** Supplied passage follows **

Kakuma teacher keeps students learning throughout pandemic

Monday, October 5th, 2020 00:00 |
Teacher Obang Omot Oboya with his six students at Kakuma Refugee Camp. Photo/PD/MILIAM MURIGI

When schools were closed abruptly because of Covid-19 in March, teachers went home. 

However, not all teachers retreated to their homes as they wait for the reopening of schools.

Some devised ways of ensuring students continued learning despite the closure. 

This is why as the world celebrates the 2020 World’s Teachers Day (WTD) also known as International Teachers’ Day today, such efforts won’t just be ignored.

The day aims to raise awareness about the role of teachers in delivery of quality education at all levels and to improve the welfare of teachers in the world. 

This year, WTD is celebrated with the theme, “Teachers: Leading in crisis, reimagining the future”.

One such teacher is Obang Omot Oboya, who during our recent visit to the Kakuma Refugee Camp we found him teaching a group of six students under a tree.

“I hold lessons every day and every lesson is attended by a maximum of six students. The students are clustered this way and each knows which lesson to attend.

Though am not doing this alone I am proud to be part and parcel of this programme.”

** End of Supplied passage **

**What this task involves**: Reproduce the entire article about the Kakuma teacher word for word. The data after this point is separate material and has no connection to the article.

** Dataset extract follows **

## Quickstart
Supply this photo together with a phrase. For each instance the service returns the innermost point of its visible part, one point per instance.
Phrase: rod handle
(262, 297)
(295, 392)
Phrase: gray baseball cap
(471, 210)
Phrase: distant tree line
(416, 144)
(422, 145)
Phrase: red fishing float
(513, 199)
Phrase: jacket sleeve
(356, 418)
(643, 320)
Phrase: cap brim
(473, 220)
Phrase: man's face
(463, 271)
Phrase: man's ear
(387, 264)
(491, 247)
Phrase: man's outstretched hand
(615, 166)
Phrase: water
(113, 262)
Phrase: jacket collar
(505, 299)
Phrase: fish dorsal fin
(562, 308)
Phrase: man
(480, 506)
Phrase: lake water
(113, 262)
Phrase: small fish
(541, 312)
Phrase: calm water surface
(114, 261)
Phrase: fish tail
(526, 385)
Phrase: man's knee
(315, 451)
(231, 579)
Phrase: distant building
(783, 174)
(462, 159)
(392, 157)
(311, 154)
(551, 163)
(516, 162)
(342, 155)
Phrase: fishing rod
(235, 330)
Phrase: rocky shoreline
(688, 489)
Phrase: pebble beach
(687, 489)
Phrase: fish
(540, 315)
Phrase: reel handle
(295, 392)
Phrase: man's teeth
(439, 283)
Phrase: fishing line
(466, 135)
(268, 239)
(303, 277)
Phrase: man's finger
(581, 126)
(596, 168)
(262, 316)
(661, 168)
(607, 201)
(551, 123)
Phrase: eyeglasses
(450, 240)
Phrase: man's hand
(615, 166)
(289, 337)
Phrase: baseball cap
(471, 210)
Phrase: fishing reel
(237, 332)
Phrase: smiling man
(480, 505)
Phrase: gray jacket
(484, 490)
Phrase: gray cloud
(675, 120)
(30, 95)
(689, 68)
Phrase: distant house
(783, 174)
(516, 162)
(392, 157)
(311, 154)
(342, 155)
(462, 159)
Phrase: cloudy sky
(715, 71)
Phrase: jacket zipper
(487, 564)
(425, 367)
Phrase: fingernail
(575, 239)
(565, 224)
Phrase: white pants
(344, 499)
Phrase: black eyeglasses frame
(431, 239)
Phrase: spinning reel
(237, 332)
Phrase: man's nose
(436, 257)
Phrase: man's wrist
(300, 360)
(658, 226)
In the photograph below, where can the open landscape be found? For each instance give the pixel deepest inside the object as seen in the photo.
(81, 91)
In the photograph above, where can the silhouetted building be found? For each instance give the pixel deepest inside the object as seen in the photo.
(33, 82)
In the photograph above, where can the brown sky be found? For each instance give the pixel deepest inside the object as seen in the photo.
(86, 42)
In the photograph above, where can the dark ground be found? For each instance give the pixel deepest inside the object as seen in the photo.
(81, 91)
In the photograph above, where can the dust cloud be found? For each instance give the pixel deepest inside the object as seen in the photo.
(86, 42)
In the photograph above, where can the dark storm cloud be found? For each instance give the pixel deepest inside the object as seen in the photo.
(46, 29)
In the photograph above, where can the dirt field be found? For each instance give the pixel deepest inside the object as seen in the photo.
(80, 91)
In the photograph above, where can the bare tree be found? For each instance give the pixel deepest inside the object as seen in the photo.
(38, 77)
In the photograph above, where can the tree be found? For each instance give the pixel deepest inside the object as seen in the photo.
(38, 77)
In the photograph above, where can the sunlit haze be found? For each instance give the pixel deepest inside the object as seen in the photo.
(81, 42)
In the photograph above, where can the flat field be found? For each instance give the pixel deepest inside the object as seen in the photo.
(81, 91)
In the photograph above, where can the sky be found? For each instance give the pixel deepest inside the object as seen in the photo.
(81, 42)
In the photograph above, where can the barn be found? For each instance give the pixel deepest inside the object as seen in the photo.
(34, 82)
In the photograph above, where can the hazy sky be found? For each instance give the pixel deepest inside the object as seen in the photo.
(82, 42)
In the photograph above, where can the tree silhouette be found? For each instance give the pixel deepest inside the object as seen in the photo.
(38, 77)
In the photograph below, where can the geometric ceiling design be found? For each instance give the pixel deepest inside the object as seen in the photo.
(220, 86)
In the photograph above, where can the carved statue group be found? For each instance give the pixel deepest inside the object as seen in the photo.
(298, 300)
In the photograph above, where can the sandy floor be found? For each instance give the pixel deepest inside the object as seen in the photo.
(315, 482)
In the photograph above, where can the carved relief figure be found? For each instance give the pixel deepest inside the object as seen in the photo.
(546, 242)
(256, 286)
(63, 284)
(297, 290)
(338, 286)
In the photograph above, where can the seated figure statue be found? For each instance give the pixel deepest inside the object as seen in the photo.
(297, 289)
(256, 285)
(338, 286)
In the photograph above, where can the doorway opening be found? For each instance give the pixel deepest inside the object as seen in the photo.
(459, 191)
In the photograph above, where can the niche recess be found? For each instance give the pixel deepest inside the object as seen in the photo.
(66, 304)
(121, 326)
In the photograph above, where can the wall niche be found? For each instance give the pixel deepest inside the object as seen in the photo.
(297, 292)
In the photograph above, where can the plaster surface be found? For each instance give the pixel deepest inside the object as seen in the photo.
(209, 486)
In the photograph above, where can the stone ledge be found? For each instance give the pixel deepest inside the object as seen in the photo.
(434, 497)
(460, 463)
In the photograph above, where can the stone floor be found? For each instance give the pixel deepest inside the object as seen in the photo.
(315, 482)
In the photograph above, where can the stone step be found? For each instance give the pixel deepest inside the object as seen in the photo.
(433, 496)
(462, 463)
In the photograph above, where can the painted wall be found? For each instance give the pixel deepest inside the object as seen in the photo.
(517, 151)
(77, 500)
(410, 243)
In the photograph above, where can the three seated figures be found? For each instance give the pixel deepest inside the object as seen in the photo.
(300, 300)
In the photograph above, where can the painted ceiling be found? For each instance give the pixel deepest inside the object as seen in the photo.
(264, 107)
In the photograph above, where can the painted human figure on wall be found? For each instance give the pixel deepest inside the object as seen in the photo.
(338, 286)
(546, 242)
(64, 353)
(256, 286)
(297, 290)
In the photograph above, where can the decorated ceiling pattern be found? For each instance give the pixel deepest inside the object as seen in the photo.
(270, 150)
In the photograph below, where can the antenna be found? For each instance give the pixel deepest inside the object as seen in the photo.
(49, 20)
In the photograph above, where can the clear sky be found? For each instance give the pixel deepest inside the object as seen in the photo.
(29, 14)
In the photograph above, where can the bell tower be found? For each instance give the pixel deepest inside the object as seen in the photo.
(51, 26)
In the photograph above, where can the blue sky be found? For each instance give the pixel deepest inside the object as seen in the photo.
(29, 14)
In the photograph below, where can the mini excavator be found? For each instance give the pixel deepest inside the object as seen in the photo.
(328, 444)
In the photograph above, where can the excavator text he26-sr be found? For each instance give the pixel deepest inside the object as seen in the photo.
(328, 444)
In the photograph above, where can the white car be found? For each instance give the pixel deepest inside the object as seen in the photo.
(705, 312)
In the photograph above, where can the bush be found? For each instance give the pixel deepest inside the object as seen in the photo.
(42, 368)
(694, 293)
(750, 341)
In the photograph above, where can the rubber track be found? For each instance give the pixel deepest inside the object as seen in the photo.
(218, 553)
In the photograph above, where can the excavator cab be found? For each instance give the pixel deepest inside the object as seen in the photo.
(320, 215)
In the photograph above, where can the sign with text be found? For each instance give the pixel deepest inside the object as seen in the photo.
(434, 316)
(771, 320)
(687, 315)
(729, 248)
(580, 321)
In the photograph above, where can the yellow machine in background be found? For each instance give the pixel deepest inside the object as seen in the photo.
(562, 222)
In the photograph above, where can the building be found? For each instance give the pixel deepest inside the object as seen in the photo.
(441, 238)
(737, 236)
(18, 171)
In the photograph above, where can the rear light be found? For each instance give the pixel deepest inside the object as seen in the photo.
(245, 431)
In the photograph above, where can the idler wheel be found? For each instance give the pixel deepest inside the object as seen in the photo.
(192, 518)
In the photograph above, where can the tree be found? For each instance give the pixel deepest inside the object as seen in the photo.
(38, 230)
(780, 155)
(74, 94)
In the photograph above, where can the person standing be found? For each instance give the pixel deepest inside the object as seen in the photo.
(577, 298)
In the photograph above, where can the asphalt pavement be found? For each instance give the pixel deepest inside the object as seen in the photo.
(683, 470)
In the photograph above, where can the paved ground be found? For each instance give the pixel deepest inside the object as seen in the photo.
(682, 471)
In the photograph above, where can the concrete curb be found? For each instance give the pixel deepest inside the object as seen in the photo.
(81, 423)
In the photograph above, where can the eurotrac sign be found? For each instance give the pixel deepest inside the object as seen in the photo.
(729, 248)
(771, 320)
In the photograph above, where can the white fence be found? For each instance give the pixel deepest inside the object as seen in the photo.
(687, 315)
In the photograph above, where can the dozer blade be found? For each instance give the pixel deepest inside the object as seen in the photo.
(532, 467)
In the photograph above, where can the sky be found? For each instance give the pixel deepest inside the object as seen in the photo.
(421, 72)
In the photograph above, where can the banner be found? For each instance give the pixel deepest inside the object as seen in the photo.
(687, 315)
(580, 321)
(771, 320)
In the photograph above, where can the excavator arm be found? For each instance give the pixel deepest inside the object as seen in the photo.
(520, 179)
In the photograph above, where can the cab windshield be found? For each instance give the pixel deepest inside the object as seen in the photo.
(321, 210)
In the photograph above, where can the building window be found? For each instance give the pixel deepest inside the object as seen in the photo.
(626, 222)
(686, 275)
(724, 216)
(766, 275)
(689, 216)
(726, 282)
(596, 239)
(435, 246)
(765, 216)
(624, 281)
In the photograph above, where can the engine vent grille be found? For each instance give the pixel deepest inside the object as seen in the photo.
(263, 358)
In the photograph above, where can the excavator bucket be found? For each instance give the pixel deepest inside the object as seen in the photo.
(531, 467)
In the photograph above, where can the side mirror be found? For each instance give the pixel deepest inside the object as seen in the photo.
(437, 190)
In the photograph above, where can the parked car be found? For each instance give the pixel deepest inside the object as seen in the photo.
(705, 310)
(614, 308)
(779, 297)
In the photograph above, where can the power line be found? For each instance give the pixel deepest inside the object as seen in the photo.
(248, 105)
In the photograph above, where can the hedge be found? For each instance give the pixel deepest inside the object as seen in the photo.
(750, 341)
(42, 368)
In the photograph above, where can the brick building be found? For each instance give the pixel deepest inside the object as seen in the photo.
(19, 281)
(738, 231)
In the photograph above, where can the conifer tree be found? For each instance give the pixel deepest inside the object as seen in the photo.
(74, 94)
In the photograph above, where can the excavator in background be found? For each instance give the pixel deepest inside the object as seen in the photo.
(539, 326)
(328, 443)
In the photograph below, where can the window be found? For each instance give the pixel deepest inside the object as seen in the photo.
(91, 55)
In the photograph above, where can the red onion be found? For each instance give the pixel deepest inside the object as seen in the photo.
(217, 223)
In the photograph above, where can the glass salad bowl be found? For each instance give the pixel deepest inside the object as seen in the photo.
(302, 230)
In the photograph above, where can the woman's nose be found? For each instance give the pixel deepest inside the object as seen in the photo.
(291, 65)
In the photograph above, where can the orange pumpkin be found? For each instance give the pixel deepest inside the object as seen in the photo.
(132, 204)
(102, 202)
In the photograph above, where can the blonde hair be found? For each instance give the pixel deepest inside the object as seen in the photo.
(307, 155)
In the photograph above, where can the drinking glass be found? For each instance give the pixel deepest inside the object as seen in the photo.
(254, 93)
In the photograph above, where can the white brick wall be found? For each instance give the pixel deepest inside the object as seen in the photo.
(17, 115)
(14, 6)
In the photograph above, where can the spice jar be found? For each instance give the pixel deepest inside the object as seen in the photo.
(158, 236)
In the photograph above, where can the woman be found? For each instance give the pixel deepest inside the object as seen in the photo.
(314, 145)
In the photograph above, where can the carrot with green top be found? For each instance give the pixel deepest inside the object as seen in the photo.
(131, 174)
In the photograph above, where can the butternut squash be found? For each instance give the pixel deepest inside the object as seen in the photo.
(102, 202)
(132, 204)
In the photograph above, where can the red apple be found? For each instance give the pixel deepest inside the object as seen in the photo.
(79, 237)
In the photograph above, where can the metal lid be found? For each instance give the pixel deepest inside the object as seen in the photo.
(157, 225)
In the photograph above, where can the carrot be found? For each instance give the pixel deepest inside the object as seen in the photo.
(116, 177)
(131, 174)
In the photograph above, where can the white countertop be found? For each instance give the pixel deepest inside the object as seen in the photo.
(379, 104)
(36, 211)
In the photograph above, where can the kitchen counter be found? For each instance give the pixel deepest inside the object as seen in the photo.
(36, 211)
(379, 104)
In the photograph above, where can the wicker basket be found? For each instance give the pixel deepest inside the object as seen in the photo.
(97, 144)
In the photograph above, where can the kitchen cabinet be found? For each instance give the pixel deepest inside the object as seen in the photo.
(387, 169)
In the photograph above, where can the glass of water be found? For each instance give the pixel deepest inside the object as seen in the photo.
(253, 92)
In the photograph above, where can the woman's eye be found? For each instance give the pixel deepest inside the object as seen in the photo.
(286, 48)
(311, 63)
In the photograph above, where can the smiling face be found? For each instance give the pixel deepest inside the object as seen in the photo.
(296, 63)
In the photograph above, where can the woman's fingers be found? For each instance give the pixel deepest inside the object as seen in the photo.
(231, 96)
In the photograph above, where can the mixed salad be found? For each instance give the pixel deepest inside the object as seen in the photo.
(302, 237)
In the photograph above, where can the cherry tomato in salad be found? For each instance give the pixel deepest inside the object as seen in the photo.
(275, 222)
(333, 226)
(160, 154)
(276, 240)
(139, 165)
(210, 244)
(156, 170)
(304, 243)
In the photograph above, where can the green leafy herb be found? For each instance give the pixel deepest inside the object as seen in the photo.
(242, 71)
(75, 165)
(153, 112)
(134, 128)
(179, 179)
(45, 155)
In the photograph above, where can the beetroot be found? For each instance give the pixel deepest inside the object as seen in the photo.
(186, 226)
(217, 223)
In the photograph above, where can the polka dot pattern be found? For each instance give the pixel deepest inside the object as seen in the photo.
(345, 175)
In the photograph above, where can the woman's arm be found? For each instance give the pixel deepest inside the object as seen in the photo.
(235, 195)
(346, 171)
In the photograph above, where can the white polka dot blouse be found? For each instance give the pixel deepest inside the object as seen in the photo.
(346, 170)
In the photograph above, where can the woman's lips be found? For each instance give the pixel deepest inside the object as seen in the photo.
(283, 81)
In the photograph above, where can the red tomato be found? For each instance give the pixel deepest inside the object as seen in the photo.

** End of Dataset extract **

**Result of the exercise**:
Kakuma teacher keeps students learning throughout pandemic

Monday, October 5th, 2020 00:00 |
Teacher Obang Omot Oboya with his six students at Kakuma Refugee Camp. Photo/PD/MILIAM MURIGI

When schools were closed abruptly because of Covid-19 in March, teachers went home. 

However, not all teachers retreated to their homes as they wait for the reopening of schools.

Some devised ways of ensuring students continued learning despite the closure. 

This is why as the world celebrates the 2020 World’s Teachers Day (WTD) also known as International Teachers’ Day today, such efforts won’t just be ignored.

The day aims to raise awareness about the role of teachers in delivery of quality education at all levels and to improve the welfare of teachers in the world. 

This year, WTD is celebrated with the theme, “Teachers: Leading in crisis, reimagining the future”.

One such teacher is Obang Omot Oboya, who during our recent visit to the Kakuma Refugee Camp we found him teaching a group of six students under a tree.

“I hold lessons every day and every lesson is attended by a maximum of six students. The students are clustered this way and each knows which lesson to attend.

Though am not doing this alone I am proud to be part and parcel of this programme.”